- Instructions for the task
Rewrite every line of the items below as a two-column Markdown table headed Row and Line. Number each line, skip blank lines, and omit the pictures.
┄┄┄┄┄┄┄┄┄┄┄┄┄┄┄┄┄┄┄┄
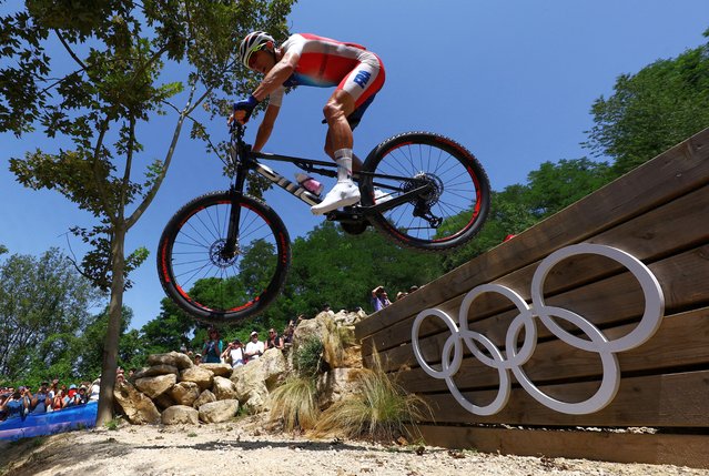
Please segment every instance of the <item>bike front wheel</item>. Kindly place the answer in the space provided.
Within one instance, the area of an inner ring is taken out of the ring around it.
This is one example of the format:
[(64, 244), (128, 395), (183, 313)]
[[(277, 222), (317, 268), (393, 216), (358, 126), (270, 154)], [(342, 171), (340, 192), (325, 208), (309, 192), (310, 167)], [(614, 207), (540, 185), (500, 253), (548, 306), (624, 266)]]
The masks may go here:
[[(239, 207), (235, 249), (226, 252), (232, 207)], [(163, 290), (183, 311), (213, 324), (262, 312), (280, 294), (291, 263), (287, 231), (265, 203), (214, 192), (170, 220), (158, 249)]]
[(443, 135), (395, 135), (369, 153), (362, 170), (364, 206), (426, 188), (369, 216), (375, 227), (399, 245), (450, 250), (472, 240), (487, 219), (490, 185), (485, 170), (467, 149)]

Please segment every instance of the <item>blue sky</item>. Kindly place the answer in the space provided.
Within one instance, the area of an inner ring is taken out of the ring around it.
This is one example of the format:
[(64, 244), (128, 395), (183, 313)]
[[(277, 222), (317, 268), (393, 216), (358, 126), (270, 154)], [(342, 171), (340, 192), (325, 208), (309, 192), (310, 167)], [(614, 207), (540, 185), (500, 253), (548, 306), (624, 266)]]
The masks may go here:
[[(702, 44), (707, 13), (706, 0), (359, 0), (346, 7), (301, 0), (290, 28), (358, 42), (383, 59), (386, 84), (355, 134), (361, 156), (395, 133), (434, 131), (465, 144), (484, 164), (493, 189), (503, 190), (525, 183), (541, 162), (587, 155), (579, 143), (592, 125), (592, 101), (611, 94), (619, 74)], [(287, 95), (265, 150), (322, 159), (325, 126), (320, 122), (331, 93), (300, 88)], [(174, 122), (168, 115), (142, 129), (142, 159), (164, 158)], [(212, 124), (215, 136), (222, 124)], [(247, 138), (254, 132), (255, 124)], [(94, 223), (60, 194), (24, 189), (8, 171), (9, 158), (34, 148), (55, 152), (59, 145), (40, 134), (0, 135), (0, 244), (11, 253), (37, 255), (50, 246), (69, 253), (68, 229)], [(294, 172), (275, 169), (288, 178)], [(151, 252), (124, 296), (134, 311), (133, 327), (160, 312), (164, 294), (154, 257), (170, 216), (194, 196), (227, 186), (221, 162), (183, 132), (162, 189), (126, 241), (129, 251), (146, 246)], [(281, 190), (267, 198), (292, 239), (321, 223)], [(85, 247), (70, 240), (81, 256)]]

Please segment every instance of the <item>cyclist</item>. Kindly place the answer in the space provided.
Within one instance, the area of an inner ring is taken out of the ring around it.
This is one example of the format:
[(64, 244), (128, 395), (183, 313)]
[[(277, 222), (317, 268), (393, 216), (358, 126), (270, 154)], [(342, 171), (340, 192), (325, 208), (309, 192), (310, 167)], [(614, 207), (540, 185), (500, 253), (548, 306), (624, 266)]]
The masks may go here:
[(234, 104), (230, 123), (234, 120), (245, 123), (254, 108), (269, 98), (254, 151), (260, 151), (271, 135), (285, 88), (337, 87), (323, 109), (328, 126), (325, 152), (337, 163), (337, 183), (311, 211), (320, 215), (357, 203), (359, 190), (352, 180), (352, 171), (353, 162), (355, 170), (362, 163), (352, 152), (352, 131), (384, 84), (382, 60), (359, 44), (308, 33), (293, 34), (276, 47), (273, 37), (263, 31), (249, 33), (239, 54), (244, 65), (264, 78), (247, 99)]

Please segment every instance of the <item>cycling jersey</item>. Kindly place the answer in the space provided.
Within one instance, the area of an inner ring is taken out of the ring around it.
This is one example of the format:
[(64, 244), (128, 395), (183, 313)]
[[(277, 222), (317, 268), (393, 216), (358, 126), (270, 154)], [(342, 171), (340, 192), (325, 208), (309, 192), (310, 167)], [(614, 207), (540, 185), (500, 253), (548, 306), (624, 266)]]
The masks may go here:
[(270, 94), (269, 103), (273, 105), (281, 105), (285, 88), (336, 85), (337, 89), (347, 91), (354, 98), (358, 120), (364, 109), (374, 99), (374, 94), (384, 84), (385, 73), (382, 60), (359, 44), (344, 43), (310, 33), (297, 33), (281, 44), (281, 51), (283, 54), (288, 51), (295, 52), (300, 55), (300, 60), (293, 74)]

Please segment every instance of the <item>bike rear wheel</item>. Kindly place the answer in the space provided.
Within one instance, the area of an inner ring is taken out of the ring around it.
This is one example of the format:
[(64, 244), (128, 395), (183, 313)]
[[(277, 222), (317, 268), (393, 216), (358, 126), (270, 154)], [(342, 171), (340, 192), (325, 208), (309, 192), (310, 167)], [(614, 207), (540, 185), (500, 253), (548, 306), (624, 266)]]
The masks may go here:
[[(428, 185), (425, 194), (369, 216), (375, 227), (399, 245), (450, 250), (473, 239), (487, 219), (490, 186), (485, 170), (463, 145), (443, 135), (395, 135), (369, 153), (362, 170), (359, 191), (365, 206)], [(375, 200), (375, 193), (383, 196)]]
[[(224, 252), (230, 212), (240, 207), (236, 249)], [(280, 294), (291, 263), (288, 233), (265, 203), (213, 192), (170, 220), (158, 249), (158, 275), (178, 306), (213, 324), (262, 312)]]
┄┄┄┄┄┄┄┄┄┄┄┄┄┄┄┄┄┄┄┄
- Response for this exercise
| Row | Line |
|---|---|
| 1 | Please segment every instance of the <item>bike front wheel</item>. Kindly place the answer in the space provided. |
| 2 | Within one instance, the area of an inner ring is taken out of the ring around it. |
| 3 | This is one example of the format: |
| 4 | [(64, 244), (128, 395), (183, 313)] |
| 5 | [[(277, 222), (317, 268), (393, 216), (358, 126), (270, 154)], [(342, 171), (340, 192), (325, 208), (309, 192), (310, 167)], [(614, 207), (540, 185), (500, 253), (548, 306), (624, 266)]] |
| 6 | The masks may go here: |
| 7 | [[(239, 207), (235, 249), (226, 252), (232, 207)], [(163, 290), (183, 311), (213, 324), (262, 312), (280, 294), (291, 263), (287, 231), (265, 203), (214, 192), (170, 220), (158, 249)]] |
| 8 | [(443, 135), (395, 135), (369, 153), (362, 170), (364, 206), (426, 188), (369, 216), (375, 227), (399, 245), (450, 250), (472, 240), (487, 219), (490, 185), (485, 170), (467, 149)] |
| 9 | Please segment every instance of the <item>blue sky</item>. Kindly place the answer in the space provided. |
| 10 | Within one instance, the area of an inner ring is taken out of the ring around it. |
| 11 | This is one example of the format: |
| 12 | [(64, 244), (128, 395), (183, 313)] |
| 13 | [[(277, 222), (317, 268), (393, 216), (358, 126), (270, 154)], [(342, 171), (340, 192), (325, 208), (309, 192), (310, 167)], [(614, 207), (540, 185), (500, 253), (548, 306), (624, 266)]] |
| 14 | The masks may go here: |
| 15 | [[(702, 44), (707, 13), (706, 0), (359, 0), (346, 7), (301, 0), (290, 28), (358, 42), (383, 59), (386, 84), (355, 134), (361, 156), (395, 133), (434, 131), (465, 144), (484, 164), (493, 189), (503, 190), (525, 183), (541, 162), (587, 155), (579, 143), (592, 125), (592, 101), (611, 94), (619, 74)], [(287, 95), (265, 150), (322, 159), (325, 126), (320, 122), (331, 93), (300, 88)], [(174, 122), (168, 115), (142, 129), (142, 159), (164, 158)], [(212, 124), (215, 136), (222, 124)], [(247, 138), (254, 132), (255, 124)], [(94, 223), (60, 194), (24, 189), (8, 171), (9, 158), (34, 148), (55, 152), (59, 145), (40, 134), (0, 135), (0, 244), (11, 253), (37, 255), (50, 246), (69, 253), (68, 229)], [(294, 172), (275, 169), (288, 178)], [(151, 252), (124, 296), (134, 311), (133, 327), (160, 312), (164, 294), (154, 257), (170, 216), (194, 196), (227, 186), (221, 162), (183, 132), (162, 189), (126, 241), (129, 251), (146, 246)], [(281, 190), (267, 198), (292, 239), (321, 223)], [(85, 247), (70, 240), (81, 256)]] |
| 16 | Please segment every instance of the <item>cyclist</item>. Kindly place the answer in the space provided. |
| 17 | Within one instance, the area of an inner ring is taken out of the ring around it. |
| 18 | This is one example of the format: |
| 19 | [(64, 244), (128, 395), (183, 313)] |
| 20 | [[(277, 222), (317, 268), (393, 216), (358, 126), (270, 154)], [(342, 171), (340, 192), (325, 208), (309, 192), (310, 167)], [(614, 207), (540, 185), (500, 253), (548, 306), (624, 266)]] |
| 21 | The masks may go here: |
| 22 | [(234, 104), (230, 123), (234, 120), (245, 123), (254, 108), (269, 98), (254, 151), (260, 151), (271, 135), (285, 88), (337, 87), (323, 109), (328, 126), (325, 152), (337, 163), (337, 183), (311, 211), (320, 215), (357, 203), (359, 190), (352, 180), (352, 171), (353, 162), (355, 170), (362, 163), (352, 152), (352, 131), (384, 84), (382, 60), (359, 44), (308, 33), (293, 34), (276, 47), (273, 37), (263, 31), (249, 33), (239, 54), (244, 65), (264, 78), (247, 99)] |
| 23 | Please segment every instance of the <item>cycling jersey</item>. Kindly place the answer in the space provided. |
| 24 | Within one instance, the area of an inner ring is taken out of the ring around it. |
| 25 | This is one example of the format: |
| 26 | [(64, 244), (128, 395), (183, 313)] |
| 27 | [[(277, 222), (317, 268), (393, 216), (358, 126), (270, 154)], [(342, 171), (340, 192), (325, 208), (309, 192), (310, 167)], [(614, 207), (540, 185), (500, 253), (548, 306), (624, 266)]] |
| 28 | The masks may go here: |
| 29 | [(270, 94), (269, 103), (273, 105), (281, 105), (285, 88), (336, 85), (337, 89), (347, 91), (354, 98), (358, 120), (364, 109), (374, 99), (374, 94), (384, 84), (385, 73), (382, 60), (359, 44), (344, 43), (310, 33), (297, 33), (281, 44), (281, 51), (283, 54), (288, 51), (295, 52), (300, 55), (300, 60), (293, 74)] |
| 30 | Please segment every instance of the <item>bike rear wheel</item>. Kindly place the answer in the space provided. |
| 31 | Within one instance, the area of an inner ring is taken out of the ring around it. |
| 32 | This is one example of the format: |
| 33 | [(64, 244), (128, 395), (183, 313)] |
| 34 | [[(277, 222), (317, 268), (393, 216), (358, 126), (270, 154)], [(342, 171), (340, 192), (325, 208), (309, 192), (310, 167)], [(614, 207), (540, 185), (500, 253), (548, 306), (624, 266)]] |
| 35 | The masks may go here: |
| 36 | [[(428, 185), (425, 194), (369, 216), (375, 227), (399, 245), (450, 250), (473, 239), (487, 219), (490, 186), (485, 170), (463, 145), (443, 135), (395, 135), (369, 153), (362, 170), (359, 191), (365, 206)], [(375, 200), (375, 193), (383, 196)]] |
| 37 | [[(224, 252), (230, 212), (240, 207), (236, 249)], [(280, 294), (291, 263), (288, 233), (265, 203), (213, 192), (170, 220), (158, 249), (158, 275), (178, 306), (213, 324), (262, 312)]] |